*Work order*. Reproduce verbatim the part of the items that runs from their start through the line containing "positive clicks: (77, 9) (71, 8) (70, 8)", with that line included. Leave the pictures out of your answer.
++++++++++++++++++++
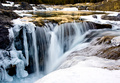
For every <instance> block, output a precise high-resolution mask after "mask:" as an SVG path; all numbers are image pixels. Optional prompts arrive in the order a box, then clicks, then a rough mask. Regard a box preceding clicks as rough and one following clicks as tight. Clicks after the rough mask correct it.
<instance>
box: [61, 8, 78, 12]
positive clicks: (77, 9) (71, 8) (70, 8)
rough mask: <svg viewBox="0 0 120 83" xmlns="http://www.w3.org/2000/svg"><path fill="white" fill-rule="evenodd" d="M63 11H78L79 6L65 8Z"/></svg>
mask: <svg viewBox="0 0 120 83" xmlns="http://www.w3.org/2000/svg"><path fill="white" fill-rule="evenodd" d="M61 11H78V8H76V7H71V8H63V9H62V10H61Z"/></svg>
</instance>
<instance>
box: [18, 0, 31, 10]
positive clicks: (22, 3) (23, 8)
mask: <svg viewBox="0 0 120 83" xmlns="http://www.w3.org/2000/svg"><path fill="white" fill-rule="evenodd" d="M20 8H21V9H22V10H33V8H32V6H31V5H30V4H28V3H27V2H21V5H20Z"/></svg>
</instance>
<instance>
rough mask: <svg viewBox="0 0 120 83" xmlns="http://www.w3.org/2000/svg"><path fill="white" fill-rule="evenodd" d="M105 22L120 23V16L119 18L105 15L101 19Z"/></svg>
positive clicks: (118, 15) (118, 16)
mask: <svg viewBox="0 0 120 83" xmlns="http://www.w3.org/2000/svg"><path fill="white" fill-rule="evenodd" d="M101 18H102V19H104V20H113V21H120V16H119V14H118V15H117V16H107V15H103V16H102V17H101Z"/></svg>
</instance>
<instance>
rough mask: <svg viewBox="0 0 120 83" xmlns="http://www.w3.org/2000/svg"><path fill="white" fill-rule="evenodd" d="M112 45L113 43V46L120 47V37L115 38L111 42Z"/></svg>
mask: <svg viewBox="0 0 120 83" xmlns="http://www.w3.org/2000/svg"><path fill="white" fill-rule="evenodd" d="M111 43H112V45H113V46H119V45H120V36H117V37H114V38H113V39H112V40H111Z"/></svg>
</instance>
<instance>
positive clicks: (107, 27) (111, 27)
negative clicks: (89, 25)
mask: <svg viewBox="0 0 120 83" xmlns="http://www.w3.org/2000/svg"><path fill="white" fill-rule="evenodd" d="M88 23H92V24H93V26H94V28H95V29H104V28H109V29H111V28H112V25H110V24H98V23H93V22H88Z"/></svg>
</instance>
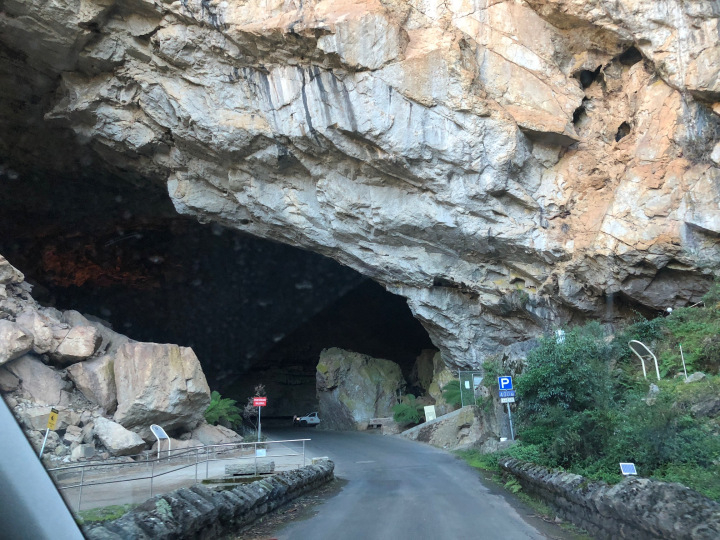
++++++++++++++++++++
*Output for this task*.
For every <instance> block, output a precise high-resolution mask after "mask:" as an SVG path; all numbers are image pixels. Optional prompts arrive in the order a box, then clicks, then a rough mask. Regard a box preceding clicks as rough and one following clicks as tight. Clicks after the rough mask correct it.
<instance>
box: [61, 8, 78, 12]
positive clicks: (77, 9) (71, 8) (70, 8)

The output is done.